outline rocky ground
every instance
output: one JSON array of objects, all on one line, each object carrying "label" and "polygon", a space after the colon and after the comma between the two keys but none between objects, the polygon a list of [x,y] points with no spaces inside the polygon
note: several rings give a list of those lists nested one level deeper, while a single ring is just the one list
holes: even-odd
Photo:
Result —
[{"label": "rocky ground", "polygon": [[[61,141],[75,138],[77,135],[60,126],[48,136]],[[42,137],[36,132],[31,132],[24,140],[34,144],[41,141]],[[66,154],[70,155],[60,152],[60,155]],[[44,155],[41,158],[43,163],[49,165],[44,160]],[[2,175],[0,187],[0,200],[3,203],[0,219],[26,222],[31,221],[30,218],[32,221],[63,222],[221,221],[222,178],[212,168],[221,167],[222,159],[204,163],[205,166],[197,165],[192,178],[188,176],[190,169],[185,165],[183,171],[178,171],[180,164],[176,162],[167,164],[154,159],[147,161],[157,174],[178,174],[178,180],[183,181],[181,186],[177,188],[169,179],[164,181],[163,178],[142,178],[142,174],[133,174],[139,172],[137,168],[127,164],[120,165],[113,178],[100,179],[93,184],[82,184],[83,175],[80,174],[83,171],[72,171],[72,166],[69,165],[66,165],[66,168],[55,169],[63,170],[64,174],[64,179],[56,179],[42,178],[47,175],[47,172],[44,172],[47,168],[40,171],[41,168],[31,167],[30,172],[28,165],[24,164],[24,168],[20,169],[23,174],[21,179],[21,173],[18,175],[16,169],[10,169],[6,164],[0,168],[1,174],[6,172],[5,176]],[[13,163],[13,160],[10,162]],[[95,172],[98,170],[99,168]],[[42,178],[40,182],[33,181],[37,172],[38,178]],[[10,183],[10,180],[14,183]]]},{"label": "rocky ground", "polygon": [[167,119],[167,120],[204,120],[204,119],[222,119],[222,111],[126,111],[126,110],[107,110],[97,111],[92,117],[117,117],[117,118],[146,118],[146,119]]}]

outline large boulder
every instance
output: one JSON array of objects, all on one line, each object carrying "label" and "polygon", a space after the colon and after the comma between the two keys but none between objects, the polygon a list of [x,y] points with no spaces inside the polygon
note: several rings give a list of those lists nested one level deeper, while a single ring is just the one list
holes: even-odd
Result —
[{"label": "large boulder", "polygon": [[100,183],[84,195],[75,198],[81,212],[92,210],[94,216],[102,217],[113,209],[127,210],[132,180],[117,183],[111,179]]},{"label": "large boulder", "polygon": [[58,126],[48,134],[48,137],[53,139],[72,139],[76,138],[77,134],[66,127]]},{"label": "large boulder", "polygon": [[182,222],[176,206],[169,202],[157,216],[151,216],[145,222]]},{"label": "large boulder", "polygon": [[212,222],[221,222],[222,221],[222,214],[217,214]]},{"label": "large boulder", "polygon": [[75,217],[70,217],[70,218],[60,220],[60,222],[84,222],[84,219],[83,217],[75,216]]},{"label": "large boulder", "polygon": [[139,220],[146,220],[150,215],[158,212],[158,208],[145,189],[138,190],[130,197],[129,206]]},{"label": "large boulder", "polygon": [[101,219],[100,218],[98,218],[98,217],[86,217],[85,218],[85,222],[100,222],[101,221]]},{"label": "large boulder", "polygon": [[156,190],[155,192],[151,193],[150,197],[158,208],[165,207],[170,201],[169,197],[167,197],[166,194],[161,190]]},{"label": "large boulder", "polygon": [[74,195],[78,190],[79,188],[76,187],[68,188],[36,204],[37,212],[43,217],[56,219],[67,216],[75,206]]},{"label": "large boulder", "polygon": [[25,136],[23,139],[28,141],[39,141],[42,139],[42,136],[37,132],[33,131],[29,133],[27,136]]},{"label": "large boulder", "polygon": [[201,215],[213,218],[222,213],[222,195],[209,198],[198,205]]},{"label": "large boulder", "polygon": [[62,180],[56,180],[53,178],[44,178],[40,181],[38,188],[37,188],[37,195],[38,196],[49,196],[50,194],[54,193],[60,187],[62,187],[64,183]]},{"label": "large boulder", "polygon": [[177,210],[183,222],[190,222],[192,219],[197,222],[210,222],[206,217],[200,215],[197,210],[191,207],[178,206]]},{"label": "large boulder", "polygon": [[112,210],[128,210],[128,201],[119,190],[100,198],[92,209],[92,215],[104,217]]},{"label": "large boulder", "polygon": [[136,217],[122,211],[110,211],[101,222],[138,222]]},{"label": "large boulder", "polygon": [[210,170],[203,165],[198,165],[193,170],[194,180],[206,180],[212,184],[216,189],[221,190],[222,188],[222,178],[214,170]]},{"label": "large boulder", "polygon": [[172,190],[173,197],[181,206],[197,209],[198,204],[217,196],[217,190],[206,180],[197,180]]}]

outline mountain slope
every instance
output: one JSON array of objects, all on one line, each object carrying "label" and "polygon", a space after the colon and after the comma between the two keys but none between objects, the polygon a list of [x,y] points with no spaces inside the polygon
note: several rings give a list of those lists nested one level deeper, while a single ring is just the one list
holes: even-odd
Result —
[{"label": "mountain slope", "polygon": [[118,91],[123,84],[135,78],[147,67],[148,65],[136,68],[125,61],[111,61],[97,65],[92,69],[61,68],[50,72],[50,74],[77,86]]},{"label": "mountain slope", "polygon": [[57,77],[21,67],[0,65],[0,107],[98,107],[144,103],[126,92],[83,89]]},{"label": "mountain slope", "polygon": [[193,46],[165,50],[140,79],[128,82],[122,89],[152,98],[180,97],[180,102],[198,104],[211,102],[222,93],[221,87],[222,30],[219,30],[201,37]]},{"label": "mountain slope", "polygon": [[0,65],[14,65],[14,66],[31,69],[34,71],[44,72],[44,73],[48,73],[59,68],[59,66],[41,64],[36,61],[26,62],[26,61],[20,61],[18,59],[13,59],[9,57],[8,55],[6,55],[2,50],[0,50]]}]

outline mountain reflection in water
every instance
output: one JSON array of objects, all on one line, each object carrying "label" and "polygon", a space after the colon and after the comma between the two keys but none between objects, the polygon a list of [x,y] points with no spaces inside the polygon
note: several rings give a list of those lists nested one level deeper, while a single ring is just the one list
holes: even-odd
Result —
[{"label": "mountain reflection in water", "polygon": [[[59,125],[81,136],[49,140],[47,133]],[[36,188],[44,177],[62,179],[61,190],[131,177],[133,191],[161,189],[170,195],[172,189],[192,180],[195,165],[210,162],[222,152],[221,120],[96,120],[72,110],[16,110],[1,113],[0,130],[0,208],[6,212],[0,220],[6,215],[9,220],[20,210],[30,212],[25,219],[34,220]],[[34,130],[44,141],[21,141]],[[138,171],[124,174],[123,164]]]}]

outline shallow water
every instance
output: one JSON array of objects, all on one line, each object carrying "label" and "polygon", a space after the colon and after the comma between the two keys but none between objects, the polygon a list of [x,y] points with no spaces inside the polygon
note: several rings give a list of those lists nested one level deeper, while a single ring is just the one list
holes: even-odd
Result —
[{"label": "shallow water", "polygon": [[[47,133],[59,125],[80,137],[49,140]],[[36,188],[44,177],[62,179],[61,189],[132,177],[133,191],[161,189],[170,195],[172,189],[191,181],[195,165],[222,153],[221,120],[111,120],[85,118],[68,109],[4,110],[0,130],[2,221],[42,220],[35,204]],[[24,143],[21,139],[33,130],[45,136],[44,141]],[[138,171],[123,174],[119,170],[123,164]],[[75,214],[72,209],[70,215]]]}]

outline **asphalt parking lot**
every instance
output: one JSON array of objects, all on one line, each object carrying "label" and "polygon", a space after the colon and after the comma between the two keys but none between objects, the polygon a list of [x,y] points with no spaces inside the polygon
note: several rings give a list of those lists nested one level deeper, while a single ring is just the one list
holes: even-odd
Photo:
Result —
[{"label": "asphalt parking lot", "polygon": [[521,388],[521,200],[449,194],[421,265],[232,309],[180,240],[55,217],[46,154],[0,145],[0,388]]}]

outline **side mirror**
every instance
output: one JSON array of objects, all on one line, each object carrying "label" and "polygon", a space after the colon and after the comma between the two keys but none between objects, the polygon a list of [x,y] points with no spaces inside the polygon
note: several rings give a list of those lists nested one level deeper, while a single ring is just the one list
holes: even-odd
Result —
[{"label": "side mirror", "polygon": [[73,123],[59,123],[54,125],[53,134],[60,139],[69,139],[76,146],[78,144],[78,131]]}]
● ● ● ● ● ● ●
Set task — Turn everything from the line containing "outline **asphalt parking lot**" down to the last line of the material into a Markdown table with two columns, Row and Line. Number each row and leave out blank lines.

Full solution —
| Row | Line |
|---|---|
| 1 | outline **asphalt parking lot** |
| 2 | every instance |
| 3 | output: one JSON array of objects, all on one line, each object carrying "label" and "polygon", a space after the colon and after the comma between the two keys but none between objects, the polygon a list of [x,y] points with no spaces inside the polygon |
| 4 | note: several rings give a list of those lists nested one level deeper, while a single ring is just the one list |
| 5 | holes: even-odd |
| 6 | Photo: |
| 7 | Result — |
| 8 | [{"label": "asphalt parking lot", "polygon": [[521,388],[521,200],[449,194],[421,265],[232,309],[180,240],[55,217],[46,154],[0,145],[0,388]]}] |
| 9 | outline **side mirror** |
| 10 | every instance |
| 11 | output: one JSON array of objects, all on one line, each object carrying "label" and "polygon", a space after the colon and after the comma between the two keys but none between objects, the polygon a list of [x,y] points with no spaces inside the polygon |
| 12 | note: several rings give a list of those lists nested one level deeper, while a single ring is just the one list |
| 13 | holes: even-odd |
| 14 | Result — |
| 15 | [{"label": "side mirror", "polygon": [[73,123],[59,123],[54,125],[53,134],[60,139],[69,139],[76,146],[78,144],[78,131]]}] |